##### Task material

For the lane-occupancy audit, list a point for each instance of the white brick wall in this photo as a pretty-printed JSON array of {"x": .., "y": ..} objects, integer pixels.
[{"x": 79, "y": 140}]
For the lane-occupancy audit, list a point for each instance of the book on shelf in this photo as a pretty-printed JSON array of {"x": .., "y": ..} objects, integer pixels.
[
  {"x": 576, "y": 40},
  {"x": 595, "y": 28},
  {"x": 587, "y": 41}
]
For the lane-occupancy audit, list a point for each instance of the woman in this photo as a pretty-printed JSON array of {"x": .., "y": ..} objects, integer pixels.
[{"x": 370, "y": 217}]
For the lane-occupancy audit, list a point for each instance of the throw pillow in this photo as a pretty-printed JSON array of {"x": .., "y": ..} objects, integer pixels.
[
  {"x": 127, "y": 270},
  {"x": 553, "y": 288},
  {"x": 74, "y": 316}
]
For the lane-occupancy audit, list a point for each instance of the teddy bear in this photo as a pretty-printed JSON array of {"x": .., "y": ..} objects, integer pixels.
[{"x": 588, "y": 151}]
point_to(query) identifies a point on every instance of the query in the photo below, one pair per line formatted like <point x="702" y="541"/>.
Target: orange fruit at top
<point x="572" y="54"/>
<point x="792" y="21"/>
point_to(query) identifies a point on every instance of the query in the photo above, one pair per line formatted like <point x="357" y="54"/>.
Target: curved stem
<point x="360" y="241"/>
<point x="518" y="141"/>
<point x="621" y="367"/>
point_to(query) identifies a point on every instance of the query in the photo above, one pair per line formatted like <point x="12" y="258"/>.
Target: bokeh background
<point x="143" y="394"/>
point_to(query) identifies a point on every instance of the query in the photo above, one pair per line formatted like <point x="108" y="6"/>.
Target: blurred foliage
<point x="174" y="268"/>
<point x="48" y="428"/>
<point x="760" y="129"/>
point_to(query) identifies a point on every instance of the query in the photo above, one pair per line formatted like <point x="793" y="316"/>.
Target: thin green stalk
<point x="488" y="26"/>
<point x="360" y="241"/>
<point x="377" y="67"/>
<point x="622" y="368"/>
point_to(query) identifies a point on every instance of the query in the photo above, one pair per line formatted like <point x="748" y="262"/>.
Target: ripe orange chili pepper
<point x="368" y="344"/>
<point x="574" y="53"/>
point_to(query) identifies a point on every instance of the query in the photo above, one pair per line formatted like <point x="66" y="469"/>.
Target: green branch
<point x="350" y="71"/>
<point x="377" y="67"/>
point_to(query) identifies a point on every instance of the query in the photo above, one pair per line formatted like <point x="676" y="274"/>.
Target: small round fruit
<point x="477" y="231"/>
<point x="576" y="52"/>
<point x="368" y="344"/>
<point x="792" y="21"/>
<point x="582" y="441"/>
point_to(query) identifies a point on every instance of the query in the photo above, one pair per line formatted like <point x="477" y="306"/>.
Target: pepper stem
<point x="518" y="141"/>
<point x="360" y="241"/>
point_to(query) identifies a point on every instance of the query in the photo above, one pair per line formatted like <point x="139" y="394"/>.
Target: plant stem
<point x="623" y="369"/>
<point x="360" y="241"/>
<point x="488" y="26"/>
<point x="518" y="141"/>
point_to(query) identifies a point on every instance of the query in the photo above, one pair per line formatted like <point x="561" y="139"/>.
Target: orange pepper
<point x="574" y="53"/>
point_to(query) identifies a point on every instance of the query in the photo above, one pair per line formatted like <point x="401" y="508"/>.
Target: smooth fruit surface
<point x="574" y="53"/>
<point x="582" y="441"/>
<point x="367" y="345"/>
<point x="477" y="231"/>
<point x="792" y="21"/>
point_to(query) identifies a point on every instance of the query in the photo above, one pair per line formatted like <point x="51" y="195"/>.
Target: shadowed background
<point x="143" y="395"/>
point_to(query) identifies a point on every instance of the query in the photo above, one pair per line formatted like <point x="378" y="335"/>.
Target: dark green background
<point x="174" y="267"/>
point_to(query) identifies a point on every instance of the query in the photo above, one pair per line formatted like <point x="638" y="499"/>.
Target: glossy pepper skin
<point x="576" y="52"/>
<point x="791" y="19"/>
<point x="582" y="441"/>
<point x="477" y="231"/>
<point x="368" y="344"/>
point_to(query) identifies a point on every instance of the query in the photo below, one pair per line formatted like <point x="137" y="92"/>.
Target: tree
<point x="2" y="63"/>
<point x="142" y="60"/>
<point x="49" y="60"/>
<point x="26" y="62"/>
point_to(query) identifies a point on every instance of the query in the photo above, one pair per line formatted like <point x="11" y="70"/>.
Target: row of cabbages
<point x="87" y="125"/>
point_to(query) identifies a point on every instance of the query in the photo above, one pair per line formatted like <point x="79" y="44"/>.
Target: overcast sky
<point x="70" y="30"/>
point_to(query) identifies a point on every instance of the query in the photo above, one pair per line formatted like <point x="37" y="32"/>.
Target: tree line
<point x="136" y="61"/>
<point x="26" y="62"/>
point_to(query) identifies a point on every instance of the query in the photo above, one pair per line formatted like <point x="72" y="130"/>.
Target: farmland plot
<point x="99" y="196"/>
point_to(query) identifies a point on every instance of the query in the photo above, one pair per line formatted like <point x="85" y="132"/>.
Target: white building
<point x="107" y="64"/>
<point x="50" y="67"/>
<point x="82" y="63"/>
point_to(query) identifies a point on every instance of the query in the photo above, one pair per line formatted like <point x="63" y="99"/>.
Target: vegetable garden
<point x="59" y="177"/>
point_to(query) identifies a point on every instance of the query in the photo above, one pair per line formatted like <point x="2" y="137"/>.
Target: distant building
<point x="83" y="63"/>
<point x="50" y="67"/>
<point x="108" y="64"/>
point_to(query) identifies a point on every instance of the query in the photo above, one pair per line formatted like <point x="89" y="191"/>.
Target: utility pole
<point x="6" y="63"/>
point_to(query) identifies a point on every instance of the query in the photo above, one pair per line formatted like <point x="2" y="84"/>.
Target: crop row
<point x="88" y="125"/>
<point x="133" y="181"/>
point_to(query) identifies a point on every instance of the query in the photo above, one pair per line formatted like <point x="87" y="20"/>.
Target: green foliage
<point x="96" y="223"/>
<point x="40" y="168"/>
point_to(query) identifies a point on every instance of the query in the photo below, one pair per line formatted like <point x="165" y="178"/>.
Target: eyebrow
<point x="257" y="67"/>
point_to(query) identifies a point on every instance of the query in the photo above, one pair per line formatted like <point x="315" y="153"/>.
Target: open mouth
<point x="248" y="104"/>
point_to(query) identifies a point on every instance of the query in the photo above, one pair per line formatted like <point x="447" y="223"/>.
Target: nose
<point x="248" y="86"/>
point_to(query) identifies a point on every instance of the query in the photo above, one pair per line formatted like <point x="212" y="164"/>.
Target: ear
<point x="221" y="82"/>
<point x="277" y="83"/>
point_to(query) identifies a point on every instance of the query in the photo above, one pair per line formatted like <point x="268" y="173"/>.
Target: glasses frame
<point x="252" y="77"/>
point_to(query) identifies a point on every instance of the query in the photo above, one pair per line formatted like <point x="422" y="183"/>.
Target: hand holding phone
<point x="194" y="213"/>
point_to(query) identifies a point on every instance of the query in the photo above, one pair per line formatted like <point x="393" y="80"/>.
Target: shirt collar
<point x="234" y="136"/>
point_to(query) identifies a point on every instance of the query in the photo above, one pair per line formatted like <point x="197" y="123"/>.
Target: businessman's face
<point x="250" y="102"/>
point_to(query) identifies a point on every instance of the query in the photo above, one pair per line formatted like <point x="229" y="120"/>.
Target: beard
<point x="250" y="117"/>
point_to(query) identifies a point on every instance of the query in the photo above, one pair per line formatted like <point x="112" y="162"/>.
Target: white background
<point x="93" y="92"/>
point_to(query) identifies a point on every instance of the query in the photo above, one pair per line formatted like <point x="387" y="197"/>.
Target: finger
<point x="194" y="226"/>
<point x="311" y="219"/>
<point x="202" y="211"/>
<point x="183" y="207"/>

##########

Assignment.
Using the records above, copy every line that has the word "below" in it.

Problem solution.
point_to(query) identifies a point on every instance of the query in the photo below, one pair per line formatted like <point x="702" y="541"/>.
point_to(query) identifies a point on every instance of the query in the photo below, one pair per line formatted like <point x="137" y="92"/>.
point_to(query) identifies a point on every instance of the query in the photo below, one pair per line formatted like <point x="165" y="178"/>.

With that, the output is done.